- **EXERCISE INSTRUCTIONS**
Repeat only part of the entries. Start at the line that has "Pinpoint the snow-covered" and keep going through the last line, exactly as given.
EXERCISE DATA: Begin
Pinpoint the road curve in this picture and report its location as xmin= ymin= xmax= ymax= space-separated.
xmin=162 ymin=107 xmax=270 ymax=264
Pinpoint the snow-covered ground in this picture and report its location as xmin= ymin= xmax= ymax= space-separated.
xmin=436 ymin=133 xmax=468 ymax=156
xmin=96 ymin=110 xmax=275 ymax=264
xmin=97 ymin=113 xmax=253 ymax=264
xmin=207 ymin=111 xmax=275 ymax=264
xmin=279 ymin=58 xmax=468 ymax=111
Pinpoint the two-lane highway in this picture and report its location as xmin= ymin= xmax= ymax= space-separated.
EXERCISE DATA: End
- **EXERCISE ANSWER**
Pinpoint the snow-covered ground in this picture and report its location as xmin= ymin= xmax= ymax= space-separated.
xmin=436 ymin=133 xmax=468 ymax=156
xmin=96 ymin=110 xmax=275 ymax=264
xmin=97 ymin=113 xmax=253 ymax=264
xmin=207 ymin=111 xmax=275 ymax=264
xmin=279 ymin=58 xmax=468 ymax=111
Pinpoint the two-lane highway in this picture and report its location as xmin= ymin= xmax= ymax= space-separated.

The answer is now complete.